• Exercise text

# # # # #

We use play to do therapy with children for several reasons. It is the most natural activity of children. They spend many hours a day in play. For example, you have probably heard your child play doctor after a trip to the pediatrician's office. Or maybe you've observed children making 'play meals' for each other with play dough.
We use play because it is active -- children are often easily bored with sitting and talking. Play is also a good vehicle for children to express their emotions. They use play activities as a way to communicate symbolically what is happening in their lives and how they are feeling.
The presence of a trained therapist makes play therapy different from regular play in a variety of ways:
- The therapist's total attention is given to the child during the session. The therapist watches what a child chooses to play with, and how the child plays, e.g., energetically, passively, aggressively, etc. The therapist listens to the story line of the play to better understand the child's life.
- The therapist understands the symbolic communication in the child's play.
- The therapist puts into words what the child is saying through play so the child can make sense of her/his inner thoughts and feelings.
- The therapist facilitates problem solving through play choices.
- The therapist enables the child through play to practice behaviors that are difficult until a child feels adequate and safe.
- The therapist helps a child discharge emotion in a play setting so he/she feels calmer and more in control of feelings.
- The therapist allows repetition of play until a resolution of inner turmoil is met.
- The therapist understands that regression to earlier developmental stage behavior may be necessary when trauma has occurred. For example, a four year old who is toilet trained may begin to wet or soil if the family goes through a conflict-ridden divorce. Therefore, in the playroom the child may spend time playing with the doll's potty-chair.
- The therapist understands that the current week's events may be very important to the parent, but may not necessarily be important to the child nor relate to the child's underlying problems and feelings; therefore, the therapist does not pressure the child to share the week's happenings.

# # # # #

Saved entries
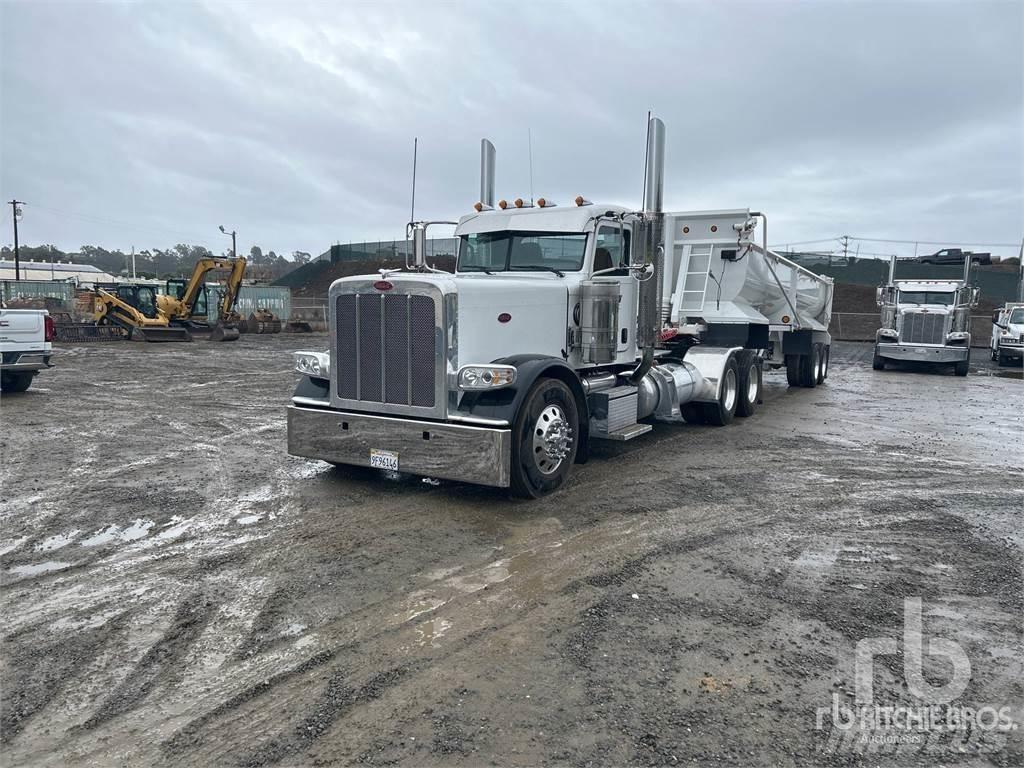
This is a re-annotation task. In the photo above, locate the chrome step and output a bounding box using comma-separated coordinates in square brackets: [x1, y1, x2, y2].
[591, 424, 653, 442]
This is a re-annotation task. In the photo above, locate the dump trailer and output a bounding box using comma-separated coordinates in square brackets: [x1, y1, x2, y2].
[871, 256, 980, 376]
[288, 119, 833, 498]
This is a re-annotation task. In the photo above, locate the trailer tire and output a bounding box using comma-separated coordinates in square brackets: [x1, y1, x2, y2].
[814, 344, 828, 384]
[736, 355, 763, 416]
[510, 378, 580, 499]
[700, 357, 739, 427]
[800, 344, 820, 389]
[871, 347, 886, 371]
[785, 354, 801, 387]
[0, 371, 36, 392]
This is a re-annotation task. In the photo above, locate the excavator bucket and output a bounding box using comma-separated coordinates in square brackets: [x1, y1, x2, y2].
[210, 323, 240, 341]
[131, 326, 191, 342]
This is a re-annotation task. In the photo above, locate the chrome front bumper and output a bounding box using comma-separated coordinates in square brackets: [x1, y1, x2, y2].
[0, 352, 53, 371]
[878, 344, 971, 362]
[288, 406, 512, 487]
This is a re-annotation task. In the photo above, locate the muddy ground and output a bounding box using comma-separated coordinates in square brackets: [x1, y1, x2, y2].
[0, 335, 1024, 766]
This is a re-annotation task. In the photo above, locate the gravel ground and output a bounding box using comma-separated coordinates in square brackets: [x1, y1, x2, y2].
[0, 335, 1024, 766]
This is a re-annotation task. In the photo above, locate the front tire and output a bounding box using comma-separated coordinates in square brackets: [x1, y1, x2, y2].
[511, 379, 580, 499]
[0, 372, 36, 392]
[700, 357, 739, 427]
[871, 347, 886, 371]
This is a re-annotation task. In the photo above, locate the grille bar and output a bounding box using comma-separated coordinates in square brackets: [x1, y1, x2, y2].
[334, 292, 438, 408]
[899, 312, 946, 344]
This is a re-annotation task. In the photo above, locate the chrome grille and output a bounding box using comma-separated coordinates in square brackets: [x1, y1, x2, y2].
[899, 312, 946, 344]
[334, 293, 437, 408]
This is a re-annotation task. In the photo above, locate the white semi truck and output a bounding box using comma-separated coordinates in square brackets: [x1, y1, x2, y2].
[871, 256, 980, 376]
[288, 118, 833, 498]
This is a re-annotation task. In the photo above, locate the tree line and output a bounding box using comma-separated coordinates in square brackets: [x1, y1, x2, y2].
[0, 243, 312, 281]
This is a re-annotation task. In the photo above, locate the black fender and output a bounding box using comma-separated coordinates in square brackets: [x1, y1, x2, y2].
[458, 354, 590, 464]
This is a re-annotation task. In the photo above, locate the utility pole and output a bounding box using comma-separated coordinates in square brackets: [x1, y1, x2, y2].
[10, 200, 25, 281]
[220, 224, 239, 259]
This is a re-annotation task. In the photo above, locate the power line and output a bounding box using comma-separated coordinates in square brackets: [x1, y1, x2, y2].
[26, 205, 220, 243]
[849, 234, 1020, 248]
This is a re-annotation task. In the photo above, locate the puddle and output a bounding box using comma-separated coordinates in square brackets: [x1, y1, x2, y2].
[0, 536, 29, 556]
[416, 618, 452, 648]
[36, 529, 82, 552]
[81, 518, 153, 547]
[7, 560, 71, 577]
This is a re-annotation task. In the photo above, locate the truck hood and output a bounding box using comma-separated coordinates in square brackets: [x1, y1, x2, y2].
[332, 272, 578, 366]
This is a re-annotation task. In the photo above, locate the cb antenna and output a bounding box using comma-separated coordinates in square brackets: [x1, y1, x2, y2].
[409, 136, 420, 221]
[526, 126, 534, 206]
[640, 110, 650, 211]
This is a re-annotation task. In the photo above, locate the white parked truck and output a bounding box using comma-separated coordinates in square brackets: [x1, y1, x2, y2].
[288, 119, 833, 498]
[991, 301, 1024, 366]
[0, 308, 53, 392]
[871, 256, 979, 376]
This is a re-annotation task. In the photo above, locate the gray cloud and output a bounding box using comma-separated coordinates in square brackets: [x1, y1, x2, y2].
[0, 1, 1024, 260]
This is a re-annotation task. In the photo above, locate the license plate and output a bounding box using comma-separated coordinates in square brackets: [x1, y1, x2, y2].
[370, 449, 398, 472]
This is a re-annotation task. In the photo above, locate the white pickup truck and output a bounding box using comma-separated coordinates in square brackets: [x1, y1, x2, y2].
[0, 309, 53, 392]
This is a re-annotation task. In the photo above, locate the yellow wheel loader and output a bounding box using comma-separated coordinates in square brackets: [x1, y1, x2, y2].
[92, 285, 191, 341]
[158, 256, 246, 341]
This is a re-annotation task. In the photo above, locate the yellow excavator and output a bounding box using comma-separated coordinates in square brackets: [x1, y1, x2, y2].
[157, 256, 246, 341]
[92, 284, 191, 341]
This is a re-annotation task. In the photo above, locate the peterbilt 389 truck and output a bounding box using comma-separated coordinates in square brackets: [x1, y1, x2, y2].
[288, 118, 833, 498]
[871, 256, 980, 376]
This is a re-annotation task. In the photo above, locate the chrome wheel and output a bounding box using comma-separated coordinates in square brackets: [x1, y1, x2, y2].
[534, 406, 572, 475]
[722, 367, 738, 413]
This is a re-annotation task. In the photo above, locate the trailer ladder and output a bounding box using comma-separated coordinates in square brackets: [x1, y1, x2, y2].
[672, 244, 712, 311]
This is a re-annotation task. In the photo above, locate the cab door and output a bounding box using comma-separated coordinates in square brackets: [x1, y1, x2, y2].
[591, 223, 637, 354]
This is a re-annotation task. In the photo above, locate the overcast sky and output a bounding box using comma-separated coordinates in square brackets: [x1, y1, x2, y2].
[0, 0, 1024, 262]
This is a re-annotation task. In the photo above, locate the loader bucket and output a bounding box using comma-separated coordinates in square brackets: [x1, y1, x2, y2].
[210, 323, 240, 341]
[131, 326, 191, 342]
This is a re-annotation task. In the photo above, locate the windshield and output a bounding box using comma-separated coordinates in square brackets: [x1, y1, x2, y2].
[458, 231, 587, 272]
[899, 291, 955, 306]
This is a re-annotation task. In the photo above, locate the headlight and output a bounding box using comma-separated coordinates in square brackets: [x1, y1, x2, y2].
[295, 352, 331, 379]
[459, 366, 515, 390]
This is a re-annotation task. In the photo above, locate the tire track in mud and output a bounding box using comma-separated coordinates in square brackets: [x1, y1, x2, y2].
[81, 593, 215, 730]
[0, 609, 133, 743]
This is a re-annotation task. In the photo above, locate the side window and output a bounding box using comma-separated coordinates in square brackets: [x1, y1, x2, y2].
[594, 226, 630, 272]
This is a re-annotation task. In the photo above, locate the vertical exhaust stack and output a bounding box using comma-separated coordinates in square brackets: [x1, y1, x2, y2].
[480, 138, 498, 208]
[640, 118, 665, 350]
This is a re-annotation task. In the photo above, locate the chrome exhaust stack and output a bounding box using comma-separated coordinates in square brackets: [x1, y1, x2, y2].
[630, 118, 665, 385]
[480, 138, 498, 208]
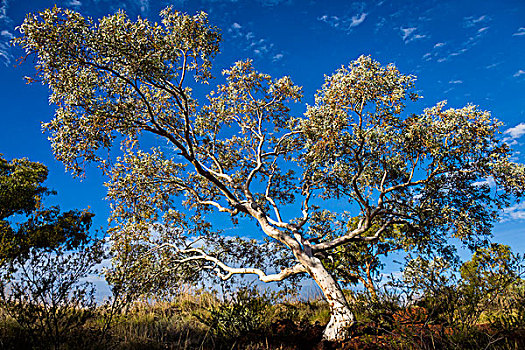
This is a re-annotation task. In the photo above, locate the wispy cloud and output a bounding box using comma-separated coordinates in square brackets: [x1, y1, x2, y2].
[227, 22, 284, 62]
[0, 0, 13, 66]
[434, 15, 492, 62]
[501, 202, 525, 222]
[463, 15, 490, 27]
[400, 27, 427, 44]
[272, 53, 284, 62]
[66, 0, 82, 7]
[0, 0, 9, 22]
[512, 27, 525, 36]
[317, 12, 368, 32]
[512, 69, 525, 78]
[350, 12, 368, 28]
[504, 123, 525, 139]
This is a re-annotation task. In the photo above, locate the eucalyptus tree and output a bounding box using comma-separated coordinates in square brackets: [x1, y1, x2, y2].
[15, 8, 525, 340]
[0, 154, 94, 269]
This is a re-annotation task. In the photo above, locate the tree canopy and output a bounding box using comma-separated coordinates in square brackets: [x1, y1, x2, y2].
[15, 7, 525, 339]
[0, 155, 93, 266]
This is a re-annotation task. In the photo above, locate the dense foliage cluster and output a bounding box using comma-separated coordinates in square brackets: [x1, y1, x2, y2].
[10, 7, 525, 340]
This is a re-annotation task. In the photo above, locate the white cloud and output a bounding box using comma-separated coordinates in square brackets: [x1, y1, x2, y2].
[66, 0, 82, 7]
[400, 27, 427, 44]
[473, 176, 496, 188]
[317, 11, 368, 33]
[504, 123, 525, 139]
[401, 27, 417, 40]
[478, 27, 490, 33]
[512, 27, 525, 36]
[0, 0, 9, 21]
[0, 30, 11, 40]
[272, 53, 284, 62]
[512, 69, 525, 78]
[501, 202, 525, 222]
[464, 15, 490, 27]
[350, 12, 368, 28]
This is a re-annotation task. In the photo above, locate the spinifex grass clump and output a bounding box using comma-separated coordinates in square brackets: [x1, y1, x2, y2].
[14, 7, 525, 340]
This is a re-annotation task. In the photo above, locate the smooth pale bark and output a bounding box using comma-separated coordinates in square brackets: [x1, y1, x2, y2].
[254, 207, 355, 341]
[303, 257, 355, 341]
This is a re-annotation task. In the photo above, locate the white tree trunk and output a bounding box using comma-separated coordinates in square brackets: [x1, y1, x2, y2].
[300, 257, 355, 341]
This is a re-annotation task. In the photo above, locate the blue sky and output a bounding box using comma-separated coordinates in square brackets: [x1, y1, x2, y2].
[0, 0, 525, 252]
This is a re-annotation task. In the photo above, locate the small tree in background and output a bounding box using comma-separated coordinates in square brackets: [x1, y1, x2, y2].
[0, 157, 103, 349]
[15, 8, 525, 340]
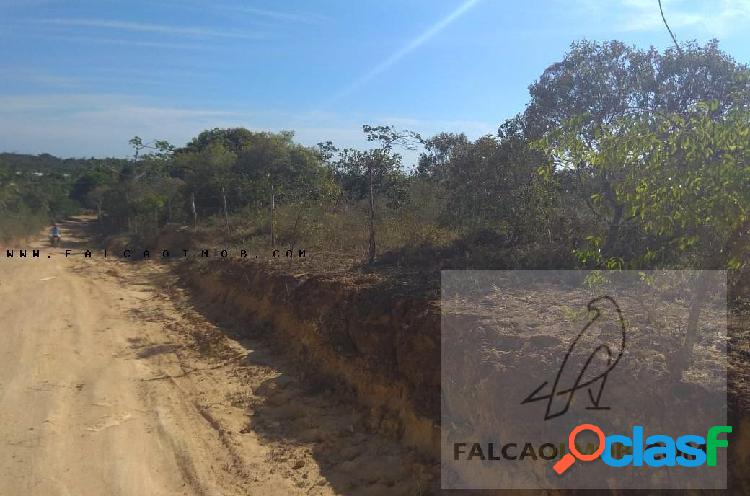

# # # # #

• Check your understanding
1. In the play therapy text, condense the paragraph that begins "We use play because it is active" into a short list that keeps its main facts.
2. According to the play therapy text, what may a toilet-trained four-year-old begin to do if the family goes through a conflict-ridden divorce?
3. Print the stretch of the play therapy text from "The presence of" through "the child's life.".
The items are separate material, independent of the play therapy text.

• Answers for this exercise
1.
- Play is active, and children are often easily bored with sitting and talking.
- Play is a good vehicle for children to express their emotions.
- Through play, children communicate symbolically what is happening in their lives and how they feel.

2. The child may begin to wet or soil.

3.
The presence of a trained therapist makes play therapy different from regular play in a variety of ways:
- The therapist's total attention is given to the child during the session. The therapist watches what a child chooses to play with, and how the child plays, e.g., energetically, passively, aggressively, etc. The therapist listens to the story line of the play to better understand the child's life.